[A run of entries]
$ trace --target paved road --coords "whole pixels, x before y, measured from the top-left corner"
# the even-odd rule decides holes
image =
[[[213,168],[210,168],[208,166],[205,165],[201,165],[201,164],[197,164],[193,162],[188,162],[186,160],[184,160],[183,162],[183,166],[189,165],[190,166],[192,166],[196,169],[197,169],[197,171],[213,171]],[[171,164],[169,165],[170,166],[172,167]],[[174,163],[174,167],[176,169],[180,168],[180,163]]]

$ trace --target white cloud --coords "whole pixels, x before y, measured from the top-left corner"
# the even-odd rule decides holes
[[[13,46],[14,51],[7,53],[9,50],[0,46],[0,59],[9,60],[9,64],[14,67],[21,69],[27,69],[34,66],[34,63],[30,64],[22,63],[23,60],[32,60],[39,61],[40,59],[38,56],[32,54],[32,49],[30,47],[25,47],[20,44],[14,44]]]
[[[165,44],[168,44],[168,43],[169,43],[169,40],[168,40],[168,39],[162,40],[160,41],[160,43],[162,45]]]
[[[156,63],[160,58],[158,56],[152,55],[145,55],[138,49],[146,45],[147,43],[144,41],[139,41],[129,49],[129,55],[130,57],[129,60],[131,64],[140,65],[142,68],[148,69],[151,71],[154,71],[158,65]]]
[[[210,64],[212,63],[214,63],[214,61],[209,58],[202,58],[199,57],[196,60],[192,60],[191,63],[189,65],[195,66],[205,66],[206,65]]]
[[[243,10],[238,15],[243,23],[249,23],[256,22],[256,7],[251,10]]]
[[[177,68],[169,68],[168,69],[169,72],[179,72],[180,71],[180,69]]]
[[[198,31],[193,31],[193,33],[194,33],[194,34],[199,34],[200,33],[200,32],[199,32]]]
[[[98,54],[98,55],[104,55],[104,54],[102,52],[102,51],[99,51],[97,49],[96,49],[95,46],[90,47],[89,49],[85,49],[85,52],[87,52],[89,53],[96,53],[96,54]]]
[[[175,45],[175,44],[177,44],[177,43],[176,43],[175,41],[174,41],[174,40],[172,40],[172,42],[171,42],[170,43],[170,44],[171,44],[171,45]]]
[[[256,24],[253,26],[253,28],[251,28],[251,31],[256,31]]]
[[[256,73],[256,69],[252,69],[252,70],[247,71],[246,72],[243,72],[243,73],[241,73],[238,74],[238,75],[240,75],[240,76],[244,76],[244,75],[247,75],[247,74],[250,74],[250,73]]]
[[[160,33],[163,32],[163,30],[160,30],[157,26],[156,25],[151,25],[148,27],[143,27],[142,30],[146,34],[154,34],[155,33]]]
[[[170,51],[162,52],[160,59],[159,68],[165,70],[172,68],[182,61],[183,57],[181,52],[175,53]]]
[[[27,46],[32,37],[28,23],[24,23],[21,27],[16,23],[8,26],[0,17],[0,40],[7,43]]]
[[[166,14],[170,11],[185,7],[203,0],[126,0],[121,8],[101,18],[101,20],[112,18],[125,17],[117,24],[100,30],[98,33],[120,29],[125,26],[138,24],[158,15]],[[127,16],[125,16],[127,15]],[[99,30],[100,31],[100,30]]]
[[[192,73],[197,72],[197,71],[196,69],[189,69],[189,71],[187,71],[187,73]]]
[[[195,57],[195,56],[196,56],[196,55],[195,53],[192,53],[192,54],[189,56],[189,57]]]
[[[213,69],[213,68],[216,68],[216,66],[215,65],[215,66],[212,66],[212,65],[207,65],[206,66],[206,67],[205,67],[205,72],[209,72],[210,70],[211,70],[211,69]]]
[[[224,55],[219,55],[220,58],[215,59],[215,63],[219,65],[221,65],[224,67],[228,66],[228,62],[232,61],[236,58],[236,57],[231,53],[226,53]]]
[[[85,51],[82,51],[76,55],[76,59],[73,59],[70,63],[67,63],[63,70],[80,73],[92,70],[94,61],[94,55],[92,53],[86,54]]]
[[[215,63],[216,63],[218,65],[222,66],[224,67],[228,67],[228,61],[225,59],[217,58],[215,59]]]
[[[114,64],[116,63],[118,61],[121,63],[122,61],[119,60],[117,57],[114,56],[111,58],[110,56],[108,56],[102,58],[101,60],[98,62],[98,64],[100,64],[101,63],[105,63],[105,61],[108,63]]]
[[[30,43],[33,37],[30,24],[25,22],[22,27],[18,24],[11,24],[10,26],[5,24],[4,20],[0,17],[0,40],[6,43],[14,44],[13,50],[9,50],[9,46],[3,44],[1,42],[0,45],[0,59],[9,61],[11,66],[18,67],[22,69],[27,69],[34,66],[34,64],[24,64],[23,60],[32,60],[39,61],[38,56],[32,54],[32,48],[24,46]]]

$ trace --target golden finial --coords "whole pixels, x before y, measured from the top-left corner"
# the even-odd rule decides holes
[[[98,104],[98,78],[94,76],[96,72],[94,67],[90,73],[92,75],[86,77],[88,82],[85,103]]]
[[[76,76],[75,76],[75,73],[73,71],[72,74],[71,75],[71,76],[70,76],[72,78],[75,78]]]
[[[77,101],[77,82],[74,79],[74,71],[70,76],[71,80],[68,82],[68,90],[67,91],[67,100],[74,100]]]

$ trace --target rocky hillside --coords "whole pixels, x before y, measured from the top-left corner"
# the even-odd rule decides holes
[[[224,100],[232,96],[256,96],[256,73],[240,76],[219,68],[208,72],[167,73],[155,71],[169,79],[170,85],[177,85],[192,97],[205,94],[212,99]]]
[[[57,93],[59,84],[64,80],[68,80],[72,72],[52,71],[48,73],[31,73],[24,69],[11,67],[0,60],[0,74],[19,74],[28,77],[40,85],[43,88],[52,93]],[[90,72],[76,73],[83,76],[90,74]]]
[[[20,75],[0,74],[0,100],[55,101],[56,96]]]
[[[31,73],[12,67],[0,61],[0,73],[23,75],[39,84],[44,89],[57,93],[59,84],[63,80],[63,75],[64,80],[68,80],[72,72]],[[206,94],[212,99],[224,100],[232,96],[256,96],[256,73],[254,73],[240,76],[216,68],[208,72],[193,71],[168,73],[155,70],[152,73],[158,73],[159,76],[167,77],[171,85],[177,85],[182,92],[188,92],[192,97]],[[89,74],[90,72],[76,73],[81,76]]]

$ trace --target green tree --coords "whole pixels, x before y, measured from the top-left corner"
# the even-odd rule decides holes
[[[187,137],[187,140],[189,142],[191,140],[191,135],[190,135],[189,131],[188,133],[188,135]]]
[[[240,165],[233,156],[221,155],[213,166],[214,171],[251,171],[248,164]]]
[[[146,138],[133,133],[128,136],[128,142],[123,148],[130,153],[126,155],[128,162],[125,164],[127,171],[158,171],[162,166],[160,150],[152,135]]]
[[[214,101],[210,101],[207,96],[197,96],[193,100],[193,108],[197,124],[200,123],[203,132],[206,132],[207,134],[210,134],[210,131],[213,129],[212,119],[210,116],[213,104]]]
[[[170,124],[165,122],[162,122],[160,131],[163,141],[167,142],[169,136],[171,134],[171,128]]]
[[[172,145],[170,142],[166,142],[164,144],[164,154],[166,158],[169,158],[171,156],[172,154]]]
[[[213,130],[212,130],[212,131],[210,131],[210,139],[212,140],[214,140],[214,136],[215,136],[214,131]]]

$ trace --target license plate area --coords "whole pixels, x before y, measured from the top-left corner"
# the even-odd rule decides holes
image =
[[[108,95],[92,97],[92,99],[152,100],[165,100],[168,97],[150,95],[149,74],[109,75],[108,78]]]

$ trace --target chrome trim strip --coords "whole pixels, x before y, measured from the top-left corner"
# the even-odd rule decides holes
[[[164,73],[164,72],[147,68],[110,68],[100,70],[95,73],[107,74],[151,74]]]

▶ WHAT TO PRODUCE
Reproduce word for word every line from the one containing "trace --target chrome" through the final line of the entries, including both of them.

▶ OUTPUT BELOW
$ trace --target chrome trim strip --coords "whole pixels, x before y, measured from the top-left corner"
# the even-odd rule decides holes
[[[164,73],[164,72],[147,68],[110,68],[100,70],[95,73],[107,74],[151,74]]]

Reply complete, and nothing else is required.